Mean Moose Archery is the way to go. All my bows wear them.


----------



## ronperreault (Mar 24, 2013)

I'll chime in and give a vote for Mean Moose as well. Great strings, they are on all my bows as well.
You can't go wrong, message Kristeen!


----------



## rdneckhillbilly (Jan 25, 2010)

Sad news indeed!:sad:
I have experience buying from Allen at World's Best and was very pleased. 
:canada:Keep it Canadian!


----------



## Crunch (Nov 28, 2002)

Too bad. Nugent was quite a helpful guy. 
Nigel, at Ballistic bowstrings is worth a call.


----------



## rossi9s (Sep 25, 2005)

Bebite said:


> Contact Allen at Worlds Best Strings. Excellent service and best strings Ive tried.


allen gets my vote, been using his strings for years!!
good luck either way
cheers


----------



## DssBB (Feb 21, 2010)

=== PROMPT 1 ===
Convert everything in the rows from the line containing "the blue white" down to the last row into a JSON list of strings, one string per line, leaving out blank lines.

=== DATA SHOWN ===

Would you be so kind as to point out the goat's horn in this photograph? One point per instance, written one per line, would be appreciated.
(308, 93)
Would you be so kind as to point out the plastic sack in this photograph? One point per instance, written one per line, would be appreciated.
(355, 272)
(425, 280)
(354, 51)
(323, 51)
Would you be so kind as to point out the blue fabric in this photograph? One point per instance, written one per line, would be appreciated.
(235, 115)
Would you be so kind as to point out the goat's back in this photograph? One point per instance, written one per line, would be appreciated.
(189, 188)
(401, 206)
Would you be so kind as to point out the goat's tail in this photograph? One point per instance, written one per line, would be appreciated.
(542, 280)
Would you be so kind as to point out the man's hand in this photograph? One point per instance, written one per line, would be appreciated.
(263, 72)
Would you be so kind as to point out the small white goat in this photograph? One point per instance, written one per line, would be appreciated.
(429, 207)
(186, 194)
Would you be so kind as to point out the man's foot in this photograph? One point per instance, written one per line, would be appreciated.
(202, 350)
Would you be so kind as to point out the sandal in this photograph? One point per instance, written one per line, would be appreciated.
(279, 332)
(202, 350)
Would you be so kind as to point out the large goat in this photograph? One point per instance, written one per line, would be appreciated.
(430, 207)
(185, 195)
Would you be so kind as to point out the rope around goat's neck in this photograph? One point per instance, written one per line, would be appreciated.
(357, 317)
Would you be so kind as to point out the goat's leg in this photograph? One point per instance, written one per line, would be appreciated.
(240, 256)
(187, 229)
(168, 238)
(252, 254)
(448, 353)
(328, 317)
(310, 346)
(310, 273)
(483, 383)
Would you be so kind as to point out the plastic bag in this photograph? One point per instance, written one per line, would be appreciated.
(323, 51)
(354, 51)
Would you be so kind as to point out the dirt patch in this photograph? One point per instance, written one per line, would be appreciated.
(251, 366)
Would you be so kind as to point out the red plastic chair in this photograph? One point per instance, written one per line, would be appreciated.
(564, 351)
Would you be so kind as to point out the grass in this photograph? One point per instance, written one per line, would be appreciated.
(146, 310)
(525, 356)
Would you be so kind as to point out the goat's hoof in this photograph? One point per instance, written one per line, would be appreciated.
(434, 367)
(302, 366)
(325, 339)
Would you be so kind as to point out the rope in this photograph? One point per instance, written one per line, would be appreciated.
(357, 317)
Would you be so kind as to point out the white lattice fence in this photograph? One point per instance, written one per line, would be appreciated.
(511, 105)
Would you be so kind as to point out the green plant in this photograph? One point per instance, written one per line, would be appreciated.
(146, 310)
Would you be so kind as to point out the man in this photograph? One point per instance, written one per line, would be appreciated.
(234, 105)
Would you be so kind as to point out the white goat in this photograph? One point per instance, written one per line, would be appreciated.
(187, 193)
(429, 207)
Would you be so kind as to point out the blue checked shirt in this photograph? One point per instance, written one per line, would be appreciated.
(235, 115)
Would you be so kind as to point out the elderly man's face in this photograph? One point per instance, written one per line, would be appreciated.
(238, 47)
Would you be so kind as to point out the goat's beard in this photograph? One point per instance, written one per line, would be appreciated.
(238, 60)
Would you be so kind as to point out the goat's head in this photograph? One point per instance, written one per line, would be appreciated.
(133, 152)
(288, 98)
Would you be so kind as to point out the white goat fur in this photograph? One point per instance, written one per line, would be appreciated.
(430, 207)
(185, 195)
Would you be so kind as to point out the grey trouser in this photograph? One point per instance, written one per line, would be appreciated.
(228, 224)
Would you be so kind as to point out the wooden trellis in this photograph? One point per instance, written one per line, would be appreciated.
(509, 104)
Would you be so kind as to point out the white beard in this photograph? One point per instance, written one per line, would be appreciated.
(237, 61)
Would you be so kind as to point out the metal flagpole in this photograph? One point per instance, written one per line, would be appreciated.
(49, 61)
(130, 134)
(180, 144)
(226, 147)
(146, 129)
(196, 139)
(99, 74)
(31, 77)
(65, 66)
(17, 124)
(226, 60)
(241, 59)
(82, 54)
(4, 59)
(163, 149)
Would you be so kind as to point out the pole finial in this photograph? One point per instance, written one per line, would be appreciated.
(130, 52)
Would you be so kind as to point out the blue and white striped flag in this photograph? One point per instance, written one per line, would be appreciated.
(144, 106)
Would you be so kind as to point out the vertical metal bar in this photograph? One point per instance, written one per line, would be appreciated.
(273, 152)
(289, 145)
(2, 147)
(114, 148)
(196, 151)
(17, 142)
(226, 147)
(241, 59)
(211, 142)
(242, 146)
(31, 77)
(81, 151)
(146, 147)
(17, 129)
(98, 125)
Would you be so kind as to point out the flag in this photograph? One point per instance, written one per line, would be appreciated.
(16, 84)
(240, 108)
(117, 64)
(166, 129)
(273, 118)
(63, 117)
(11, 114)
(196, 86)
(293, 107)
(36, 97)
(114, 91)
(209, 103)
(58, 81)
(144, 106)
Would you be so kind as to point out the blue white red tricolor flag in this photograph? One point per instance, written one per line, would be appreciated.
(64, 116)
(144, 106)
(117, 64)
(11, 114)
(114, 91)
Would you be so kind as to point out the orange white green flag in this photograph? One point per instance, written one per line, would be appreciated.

=== PROMPT 2 ===
List every username that appears as a post heading in the bowstring thread.

=== EXPECTED ANSWER 1 ===
[
  "Would you be so kind as to point out the blue white red tricolor flag in this photograph? One point per instance, written one per line, would be appreciated.",
  "(64, 116)",
  "(144, 106)",
  "(117, 64)",
  "(11, 114)",
  "(114, 91)",
  "Would you be so kind as to point out the orange white green flag in this photograph? One point per instance, written one per line, would be appreciated."
]

=== EXPECTED ANSWER 2 ===
ronperreault
rdneckhillbilly
Crunch
rossi9s
DssBB